What you should do: Recast every row below as a two-column Markdown table headed "Number" and "Line", putting each line's sequence number under Number and its text under Line. Omit blank lines.

Input data:
------------------------------

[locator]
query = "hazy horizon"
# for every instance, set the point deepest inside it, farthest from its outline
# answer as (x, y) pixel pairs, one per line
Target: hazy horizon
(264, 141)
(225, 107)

------------------------------

Response:
| Number | Line |
|---|---|
| 1 | [locator] |
| 2 | query = "hazy horizon" |
| 3 | # for every instance, set the point deepest inside it, farthest from its outline |
| 4 | # answer as (x, y) pixel pairs, one per line |
| 5 | Target: hazy horizon |
| 6 | (264, 141) |
| 7 | (225, 107) |